Give the records back exactly as written, but without the images.

• Stored entries:
==*==
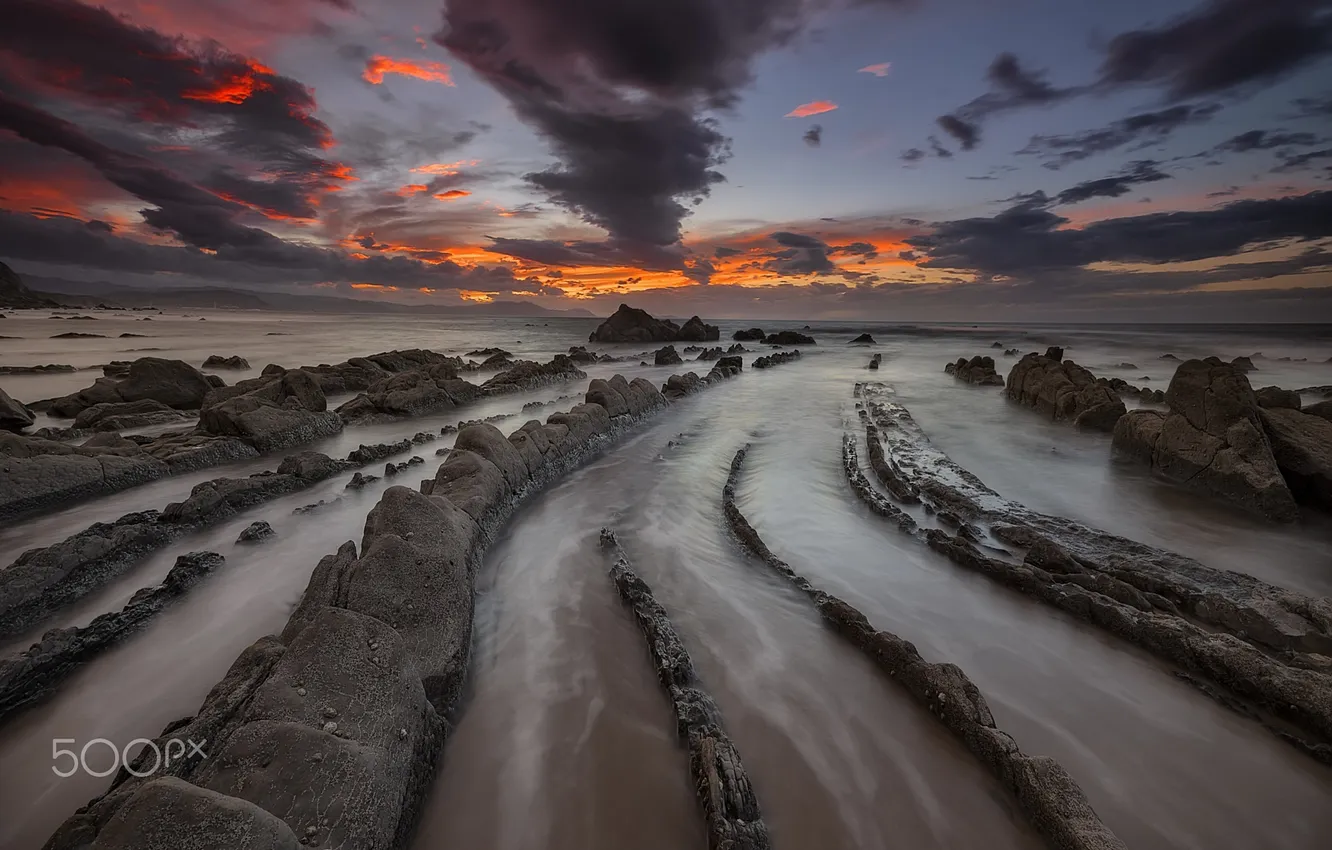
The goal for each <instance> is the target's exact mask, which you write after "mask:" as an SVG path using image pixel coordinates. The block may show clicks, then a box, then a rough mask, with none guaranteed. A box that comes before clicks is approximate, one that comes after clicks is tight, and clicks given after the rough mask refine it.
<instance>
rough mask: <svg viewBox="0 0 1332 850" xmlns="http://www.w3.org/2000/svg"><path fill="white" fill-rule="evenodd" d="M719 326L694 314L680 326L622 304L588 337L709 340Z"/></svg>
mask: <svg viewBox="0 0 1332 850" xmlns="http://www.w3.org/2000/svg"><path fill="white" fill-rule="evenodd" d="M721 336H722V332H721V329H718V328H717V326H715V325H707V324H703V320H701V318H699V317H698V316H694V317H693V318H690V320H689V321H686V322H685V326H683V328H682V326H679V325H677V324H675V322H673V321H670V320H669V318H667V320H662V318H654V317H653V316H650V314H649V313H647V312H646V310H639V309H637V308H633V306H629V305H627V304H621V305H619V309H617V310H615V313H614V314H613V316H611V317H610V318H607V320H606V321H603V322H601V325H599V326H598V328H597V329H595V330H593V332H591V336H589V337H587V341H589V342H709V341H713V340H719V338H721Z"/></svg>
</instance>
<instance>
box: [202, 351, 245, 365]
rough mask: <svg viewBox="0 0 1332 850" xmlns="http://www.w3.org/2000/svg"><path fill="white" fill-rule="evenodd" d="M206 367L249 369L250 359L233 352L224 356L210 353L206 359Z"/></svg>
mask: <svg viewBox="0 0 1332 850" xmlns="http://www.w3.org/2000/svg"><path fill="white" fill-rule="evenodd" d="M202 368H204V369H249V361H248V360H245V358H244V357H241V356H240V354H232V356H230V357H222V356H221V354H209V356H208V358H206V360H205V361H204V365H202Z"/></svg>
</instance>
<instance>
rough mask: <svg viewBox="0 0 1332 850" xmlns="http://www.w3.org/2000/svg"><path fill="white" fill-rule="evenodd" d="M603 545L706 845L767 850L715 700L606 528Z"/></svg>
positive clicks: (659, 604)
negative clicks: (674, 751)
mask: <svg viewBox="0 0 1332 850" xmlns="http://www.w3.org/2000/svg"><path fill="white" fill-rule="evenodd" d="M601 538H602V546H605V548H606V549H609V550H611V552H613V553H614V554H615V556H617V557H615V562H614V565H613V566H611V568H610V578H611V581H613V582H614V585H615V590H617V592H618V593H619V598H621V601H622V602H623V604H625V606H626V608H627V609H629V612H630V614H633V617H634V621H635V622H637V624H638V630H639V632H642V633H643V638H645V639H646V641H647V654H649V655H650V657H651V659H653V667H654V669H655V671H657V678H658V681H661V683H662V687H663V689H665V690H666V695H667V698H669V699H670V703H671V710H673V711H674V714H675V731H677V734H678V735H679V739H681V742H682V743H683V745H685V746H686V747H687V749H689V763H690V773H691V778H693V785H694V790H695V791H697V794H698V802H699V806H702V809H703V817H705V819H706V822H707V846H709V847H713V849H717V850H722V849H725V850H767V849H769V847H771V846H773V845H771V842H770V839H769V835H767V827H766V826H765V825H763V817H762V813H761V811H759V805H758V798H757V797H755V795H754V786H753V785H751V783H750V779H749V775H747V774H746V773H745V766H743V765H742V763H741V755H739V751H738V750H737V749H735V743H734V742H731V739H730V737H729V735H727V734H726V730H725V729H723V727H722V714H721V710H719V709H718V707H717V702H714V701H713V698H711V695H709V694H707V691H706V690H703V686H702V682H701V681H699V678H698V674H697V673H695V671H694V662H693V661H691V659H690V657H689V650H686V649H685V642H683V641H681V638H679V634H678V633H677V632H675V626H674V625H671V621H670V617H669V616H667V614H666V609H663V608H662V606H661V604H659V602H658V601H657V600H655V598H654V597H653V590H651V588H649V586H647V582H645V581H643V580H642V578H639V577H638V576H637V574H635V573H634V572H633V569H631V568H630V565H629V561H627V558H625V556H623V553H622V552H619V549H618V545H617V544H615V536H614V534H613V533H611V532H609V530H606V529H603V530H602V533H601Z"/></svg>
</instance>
==*==
• Output of the task:
The goal for each <instance> is the target's exact mask, which you write after "mask:" as an SVG path using image pixel coordinates. The block may show clicks, then a box, then a rough mask, with none guaranteed. A box that comes before clicks is approximate, one that comes after clicks is tight, and clicks given after the rough mask refine it.
<instance>
rough mask: <svg viewBox="0 0 1332 850" xmlns="http://www.w3.org/2000/svg"><path fill="white" fill-rule="evenodd" d="M719 326L694 314L680 326L622 304L588 337L709 340Z"/></svg>
mask: <svg viewBox="0 0 1332 850" xmlns="http://www.w3.org/2000/svg"><path fill="white" fill-rule="evenodd" d="M721 336H722V332H721V329H718V328H717V326H715V325H707V324H703V320H701V318H699V317H698V316H694V317H693V318H690V320H689V321H686V322H685V326H683V328H682V326H679V325H677V324H675V322H673V321H670V320H669V318H667V320H662V318H654V317H653V316H650V314H649V313H647V312H646V310H639V309H637V308H633V306H629V305H627V304H621V305H619V309H617V310H615V313H614V314H613V316H611V317H610V318H607V320H606V321H603V322H601V325H599V326H598V328H597V329H595V330H593V332H591V336H589V337H587V341H589V342H709V341H713V340H719V338H721Z"/></svg>
</instance>
<instance>
box: [202, 351, 245, 365]
rough mask: <svg viewBox="0 0 1332 850" xmlns="http://www.w3.org/2000/svg"><path fill="white" fill-rule="evenodd" d="M206 367L249 369L250 359L233 352L224 356L210 353L206 359Z"/></svg>
mask: <svg viewBox="0 0 1332 850" xmlns="http://www.w3.org/2000/svg"><path fill="white" fill-rule="evenodd" d="M202 368H204V369H249V361H248V360H245V358H244V357H241V356H240V354H232V356H230V357H222V356H221V354H209V356H208V358H206V360H205V361H204V365H202Z"/></svg>
</instance>
<instance>
rough mask: <svg viewBox="0 0 1332 850" xmlns="http://www.w3.org/2000/svg"><path fill="white" fill-rule="evenodd" d="M603 545L706 845L767 850L715 700L606 528Z"/></svg>
positive clicks: (659, 604)
negative clicks: (674, 751)
mask: <svg viewBox="0 0 1332 850" xmlns="http://www.w3.org/2000/svg"><path fill="white" fill-rule="evenodd" d="M601 538H602V546H605V548H606V549H609V550H611V552H613V553H614V554H615V556H617V557H615V562H614V565H613V566H611V568H610V578H611V581H613V582H614V585H615V590H617V592H618V593H619V598H621V601H622V602H623V604H625V606H626V608H627V609H629V612H630V614H633V617H634V621H635V622H637V624H638V630H639V632H642V633H643V638H645V639H646V641H647V654H649V655H650V657H651V659H653V667H654V669H655V671H657V678H658V681H661V683H662V687H663V689H665V690H666V695H667V698H669V699H670V703H671V710H673V711H674V714H675V731H677V734H678V735H679V739H681V742H682V743H683V745H685V746H686V747H687V749H689V763H690V773H691V778H693V785H694V790H695V791H697V794H698V802H699V806H702V809H703V817H705V819H706V822H707V846H709V847H713V849H717V850H722V849H725V850H767V849H769V847H771V846H773V845H771V842H770V839H769V835H767V827H766V826H765V825H763V817H762V813H761V811H759V805H758V798H757V797H755V795H754V786H753V785H751V783H750V779H749V775H747V774H746V773H745V766H743V765H742V763H741V755H739V751H738V750H737V749H735V743H734V742H731V739H730V737H729V735H727V734H726V730H725V729H723V727H722V714H721V710H719V709H718V707H717V702H714V701H713V698H711V695H709V694H707V691H706V690H703V686H702V682H701V681H699V678H698V674H697V673H695V671H694V662H693V661H691V659H690V657H689V650H686V649H685V642H683V641H681V638H679V634H678V633H677V632H675V626H674V625H671V621H670V617H669V616H667V614H666V609H663V608H662V606H661V604H659V602H658V601H657V600H655V598H654V597H653V590H651V588H649V586H647V582H645V581H643V580H642V578H639V577H638V576H637V574H635V573H634V572H633V569H631V568H630V565H629V561H627V558H625V556H623V553H622V552H619V549H618V545H617V544H615V536H614V534H613V533H611V532H609V530H606V529H603V530H602V533H601Z"/></svg>
</instance>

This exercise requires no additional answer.